*** Block opens ***

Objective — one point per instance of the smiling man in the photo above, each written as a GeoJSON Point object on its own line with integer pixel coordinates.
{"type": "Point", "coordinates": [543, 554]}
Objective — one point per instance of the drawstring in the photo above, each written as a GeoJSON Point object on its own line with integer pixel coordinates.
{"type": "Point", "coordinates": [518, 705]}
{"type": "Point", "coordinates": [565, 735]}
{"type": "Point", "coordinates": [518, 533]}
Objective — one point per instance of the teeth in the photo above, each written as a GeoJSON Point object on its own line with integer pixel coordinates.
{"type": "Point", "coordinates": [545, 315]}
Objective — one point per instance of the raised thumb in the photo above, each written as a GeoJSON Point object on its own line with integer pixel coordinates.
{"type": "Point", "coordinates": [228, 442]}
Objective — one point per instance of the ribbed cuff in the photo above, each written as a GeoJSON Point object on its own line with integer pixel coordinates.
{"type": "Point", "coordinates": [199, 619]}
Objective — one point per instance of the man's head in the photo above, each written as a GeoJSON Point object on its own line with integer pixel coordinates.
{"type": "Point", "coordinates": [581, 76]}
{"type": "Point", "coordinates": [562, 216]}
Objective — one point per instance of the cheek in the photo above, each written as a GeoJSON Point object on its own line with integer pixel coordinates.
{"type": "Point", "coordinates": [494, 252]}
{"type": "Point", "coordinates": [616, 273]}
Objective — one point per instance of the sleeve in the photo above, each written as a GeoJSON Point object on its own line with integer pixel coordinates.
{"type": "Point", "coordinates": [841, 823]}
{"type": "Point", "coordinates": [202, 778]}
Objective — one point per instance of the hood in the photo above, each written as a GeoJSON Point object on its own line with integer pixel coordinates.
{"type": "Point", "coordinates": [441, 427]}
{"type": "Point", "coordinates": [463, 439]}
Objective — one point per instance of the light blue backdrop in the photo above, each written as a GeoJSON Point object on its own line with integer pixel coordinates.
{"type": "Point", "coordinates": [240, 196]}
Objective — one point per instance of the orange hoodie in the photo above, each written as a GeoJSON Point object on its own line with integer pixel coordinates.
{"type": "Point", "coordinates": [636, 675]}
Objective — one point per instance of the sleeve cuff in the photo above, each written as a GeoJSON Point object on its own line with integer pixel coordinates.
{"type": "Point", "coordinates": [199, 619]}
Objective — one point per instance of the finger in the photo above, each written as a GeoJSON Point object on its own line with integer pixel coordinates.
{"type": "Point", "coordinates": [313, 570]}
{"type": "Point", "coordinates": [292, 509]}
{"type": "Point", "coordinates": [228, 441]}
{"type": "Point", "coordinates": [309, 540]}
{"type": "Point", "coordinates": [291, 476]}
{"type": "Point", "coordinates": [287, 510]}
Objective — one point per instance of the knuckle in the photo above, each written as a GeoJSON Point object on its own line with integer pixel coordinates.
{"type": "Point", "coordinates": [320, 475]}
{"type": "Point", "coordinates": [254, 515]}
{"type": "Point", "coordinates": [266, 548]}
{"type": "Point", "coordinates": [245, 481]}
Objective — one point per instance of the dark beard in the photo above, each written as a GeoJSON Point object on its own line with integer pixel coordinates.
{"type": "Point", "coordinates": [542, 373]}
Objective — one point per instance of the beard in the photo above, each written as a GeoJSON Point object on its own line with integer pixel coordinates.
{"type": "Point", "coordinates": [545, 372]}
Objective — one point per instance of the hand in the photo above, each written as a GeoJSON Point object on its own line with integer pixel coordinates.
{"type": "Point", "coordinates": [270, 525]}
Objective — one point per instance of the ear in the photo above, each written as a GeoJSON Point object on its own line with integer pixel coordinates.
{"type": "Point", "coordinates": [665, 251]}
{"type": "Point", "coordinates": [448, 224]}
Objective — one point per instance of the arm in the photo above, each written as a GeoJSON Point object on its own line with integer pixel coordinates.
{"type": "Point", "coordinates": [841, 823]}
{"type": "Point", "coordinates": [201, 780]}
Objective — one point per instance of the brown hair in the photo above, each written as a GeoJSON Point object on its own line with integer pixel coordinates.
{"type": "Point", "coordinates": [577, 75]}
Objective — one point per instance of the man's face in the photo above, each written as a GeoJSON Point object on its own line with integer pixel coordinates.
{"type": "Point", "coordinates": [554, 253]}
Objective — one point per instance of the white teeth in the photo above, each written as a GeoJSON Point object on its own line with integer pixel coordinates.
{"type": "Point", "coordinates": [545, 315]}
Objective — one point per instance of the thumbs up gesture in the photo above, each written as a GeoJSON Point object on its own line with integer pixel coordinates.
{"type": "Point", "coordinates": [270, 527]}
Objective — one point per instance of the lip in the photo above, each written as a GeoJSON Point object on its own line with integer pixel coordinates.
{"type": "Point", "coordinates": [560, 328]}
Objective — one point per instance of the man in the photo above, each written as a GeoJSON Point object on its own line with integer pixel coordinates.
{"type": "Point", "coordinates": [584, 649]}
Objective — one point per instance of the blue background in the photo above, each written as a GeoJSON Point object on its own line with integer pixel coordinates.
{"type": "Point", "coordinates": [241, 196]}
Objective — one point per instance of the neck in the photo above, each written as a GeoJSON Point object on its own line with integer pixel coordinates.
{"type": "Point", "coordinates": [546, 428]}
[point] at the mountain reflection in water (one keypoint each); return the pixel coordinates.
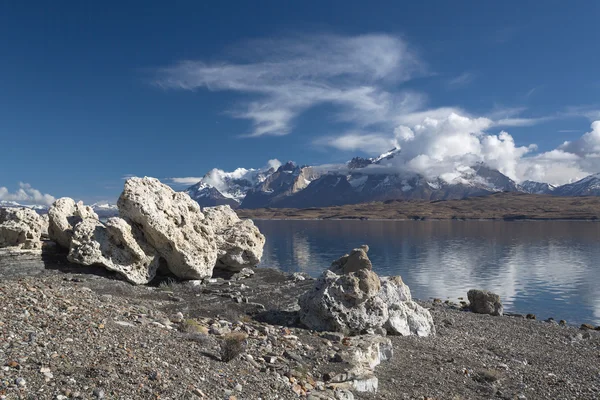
(547, 268)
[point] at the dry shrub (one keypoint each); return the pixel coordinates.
(233, 345)
(192, 326)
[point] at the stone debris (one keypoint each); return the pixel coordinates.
(172, 224)
(63, 216)
(350, 298)
(158, 228)
(21, 229)
(116, 245)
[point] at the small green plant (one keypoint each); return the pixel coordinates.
(233, 345)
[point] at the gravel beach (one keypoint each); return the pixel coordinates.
(77, 332)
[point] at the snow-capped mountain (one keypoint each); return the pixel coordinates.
(208, 196)
(105, 210)
(218, 187)
(588, 186)
(533, 187)
(359, 180)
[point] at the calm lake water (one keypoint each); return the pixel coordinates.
(551, 269)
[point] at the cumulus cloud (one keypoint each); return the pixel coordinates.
(571, 161)
(26, 194)
(289, 76)
(220, 179)
(187, 180)
(447, 145)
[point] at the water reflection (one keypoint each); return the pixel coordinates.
(548, 268)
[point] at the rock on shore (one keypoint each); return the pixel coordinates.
(484, 302)
(157, 226)
(63, 216)
(350, 298)
(118, 246)
(21, 228)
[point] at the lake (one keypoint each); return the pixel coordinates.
(549, 268)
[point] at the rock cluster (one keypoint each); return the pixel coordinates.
(21, 228)
(350, 298)
(157, 227)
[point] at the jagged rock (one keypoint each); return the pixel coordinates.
(21, 228)
(355, 261)
(408, 318)
(484, 302)
(240, 243)
(118, 246)
(337, 303)
(45, 224)
(358, 301)
(63, 216)
(405, 316)
(173, 224)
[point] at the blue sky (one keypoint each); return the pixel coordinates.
(91, 93)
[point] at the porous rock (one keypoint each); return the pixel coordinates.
(485, 302)
(173, 224)
(351, 298)
(240, 243)
(118, 246)
(63, 216)
(20, 228)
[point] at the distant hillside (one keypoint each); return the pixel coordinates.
(500, 206)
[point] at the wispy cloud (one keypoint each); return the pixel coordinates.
(461, 80)
(286, 77)
(26, 194)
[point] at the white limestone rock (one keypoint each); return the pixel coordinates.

*** Block closes ***

EXERCISE »
With the pictures excluded, the records are to be reproduced exactly.

FINISHED TASK »
Objective — one point per instance of the smiling man in the photo above, each written as a GeoJSON Point object on its own line with integer pixel coordinates.
{"type": "Point", "coordinates": [543, 554]}
Objective — one point per instance of the drawstring in the photo above, each written as a GeoJSON Point object on its own line with integer pixel coordinates.
{"type": "Point", "coordinates": [518, 705]}
{"type": "Point", "coordinates": [565, 735]}
{"type": "Point", "coordinates": [518, 533]}
Objective — one point per instance of the teeth in the photo above, each written as a GeoJSON Point object on its own line with integer pixel coordinates.
{"type": "Point", "coordinates": [545, 315]}
Objective — one point per instance of the raised thumb in the photo above, each written as a GeoJSON Point object on its own line with integer pixel coordinates.
{"type": "Point", "coordinates": [228, 442]}
Objective — one point per instance of the ribbed cuff in the photo above, each written as a GeoJSON Point object on its own line with integer pixel coordinates.
{"type": "Point", "coordinates": [199, 619]}
Objective — one point per instance of the man's head in the photo above, each written as a GeoJSON Point object on its own line with integer pixel coordinates.
{"type": "Point", "coordinates": [581, 76]}
{"type": "Point", "coordinates": [562, 216]}
Objective — one point per instance of the cheek in the photo above, each written as a GeoJSON Point object on its own line with integer pixel coordinates.
{"type": "Point", "coordinates": [494, 252]}
{"type": "Point", "coordinates": [616, 273]}
Objective — one point per instance of the sleeve in the photo above, each written as a GeoJSON Point object on its own line with integer pixel coordinates.
{"type": "Point", "coordinates": [841, 823]}
{"type": "Point", "coordinates": [202, 778]}
Objective — one point per instance of the hood in the photo above, each written as a GeoJSON Point object on its own line with integer pixel coordinates.
{"type": "Point", "coordinates": [441, 427]}
{"type": "Point", "coordinates": [463, 439]}
Objective — one point per instance of the light blue backdrop in the photo above, each written as a GeoJSON Point object on its own line with integer pixel coordinates.
{"type": "Point", "coordinates": [240, 196]}
Objective — one point per instance of the orange hoodie in the photo above, each written as a GeoJSON Point object on its own line with integer pixel coordinates.
{"type": "Point", "coordinates": [636, 675]}
Objective — one point per instance of the sleeve cuff in the photo above, each written as a GeoJSON Point object on its own line with integer pixel coordinates.
{"type": "Point", "coordinates": [199, 619]}
Objective — one point per instance of the finger in the photo above, each written as a GeoJSON Point object on its own line with integer pixel coordinates.
{"type": "Point", "coordinates": [313, 570]}
{"type": "Point", "coordinates": [292, 509]}
{"type": "Point", "coordinates": [228, 441]}
{"type": "Point", "coordinates": [309, 540]}
{"type": "Point", "coordinates": [291, 476]}
{"type": "Point", "coordinates": [287, 510]}
Objective — one point per instance of the knuckle in the photo above, each written as a GeoJSON Point object on its own line with integer pixel coordinates.
{"type": "Point", "coordinates": [320, 475]}
{"type": "Point", "coordinates": [254, 515]}
{"type": "Point", "coordinates": [266, 548]}
{"type": "Point", "coordinates": [245, 481]}
Objective — one point per instance of the dark beard in the photo above, each written as a GeoJSON Point object on its own line with integer pixel coordinates.
{"type": "Point", "coordinates": [542, 373]}
Objective — one point per instance of the beard in the photo above, each written as a GeoJSON Point object on its own line with integer pixel coordinates.
{"type": "Point", "coordinates": [545, 372]}
Objective — one point per instance of the hand in the photo above, each written as a GeoJSON Point object on its own line with integer pixel coordinates.
{"type": "Point", "coordinates": [270, 525]}
Objective — one point per instance of the ear in the photo above, each written as a GeoJSON Point object on its own line with integer pixel coordinates.
{"type": "Point", "coordinates": [665, 251]}
{"type": "Point", "coordinates": [448, 224]}
Objective — one point per instance of the arm in the photo above, each written as a GeoJSON Point object on its own line with integer pixel coordinates.
{"type": "Point", "coordinates": [841, 823]}
{"type": "Point", "coordinates": [201, 780]}
Objective — one point per instance of the brown hair in the photo above, each written as a GeoJSON Point object on its own line with integer pixel coordinates.
{"type": "Point", "coordinates": [577, 75]}
Objective — one point per instance of the man's face in the photo above, each written as a GeoJSON Point object on its own line with integer pixel coordinates.
{"type": "Point", "coordinates": [554, 253]}
Objective — one point per instance of the white teeth in the photo above, each written as a GeoJSON Point object on its own line with integer pixel coordinates.
{"type": "Point", "coordinates": [545, 315]}
Objective — one point per instance of the thumbs up gesture in the photo above, each written as a GeoJSON Point object on its own line with integer pixel coordinates.
{"type": "Point", "coordinates": [270, 527]}
Objective — one point per instance of the lip in the photo above, each written as a GeoJSON Point object on its own line with integer pixel coordinates.
{"type": "Point", "coordinates": [560, 328]}
Objective — one point per instance of the man in the photo above, each written as a GeoJSON Point object on its own line with integer pixel coordinates.
{"type": "Point", "coordinates": [584, 649]}
Objective — one point per instance of the blue background in the photo above, each written as a GeoJSON Point object on its own line with integer pixel coordinates.
{"type": "Point", "coordinates": [241, 196]}
Objective — one point per instance of the neck in the photo above, each written as a GeoJSON Point object on its own line with integer pixel coordinates.
{"type": "Point", "coordinates": [546, 428]}
[point] at the mountain reflection in water (one keypoint each); return the pixel coordinates.
(547, 268)
[point] at the dry shrub (one keypoint each); return the pixel coordinates.
(233, 345)
(192, 326)
[point] at the stone debris (one keypoint each); return the pixel coordinates.
(172, 224)
(63, 216)
(350, 298)
(158, 228)
(21, 229)
(116, 245)
[point] at the small green plant (one keypoint each); return the pixel coordinates.
(233, 345)
[point] at the gravel beach (one keypoint each); return the pixel coordinates.
(77, 332)
[point] at the snow-capped mountain (one keypoint each); return the pixel coordinates.
(208, 196)
(105, 210)
(218, 187)
(588, 186)
(533, 187)
(359, 180)
[point] at the calm lake water (one keypoint each); return the pixel coordinates.
(551, 269)
[point] at the cumulus cloud (one keypoint each); return the pixel coordinates.
(571, 161)
(26, 194)
(289, 76)
(220, 179)
(187, 180)
(447, 145)
[point] at the water reflection (one keypoint each); return the pixel coordinates.
(548, 268)
[point] at the rock on shore (one keypoint each); return the pixel coordinates.
(484, 302)
(157, 226)
(63, 216)
(350, 298)
(118, 246)
(21, 228)
[point] at the lake (one keypoint each); return the pixel coordinates.
(549, 268)
[point] at the rock cluster (one keypoint each); return the pixel coordinates.
(21, 228)
(350, 298)
(157, 227)
[point] at the jagged rock (one keypoint each); return the pixel coordinates.
(21, 228)
(355, 261)
(408, 318)
(484, 302)
(240, 243)
(118, 246)
(337, 303)
(45, 224)
(358, 301)
(63, 216)
(405, 316)
(173, 224)
[point] at the blue sky (one keypoint each); return the pixel coordinates.
(91, 93)
[point] at the porous rock (one keypoint each); return the pixel coordinates.
(485, 302)
(173, 224)
(351, 298)
(240, 243)
(118, 246)
(63, 216)
(20, 228)
[point] at the distant hillside (one keypoint each); return the pixel coordinates.
(500, 206)
[point] at the wispy cloud (one keypoint each); return the pixel coordinates.
(461, 80)
(286, 77)
(26, 194)
[point] at the white limestone rock (one keypoint each); return the pixel coordinates.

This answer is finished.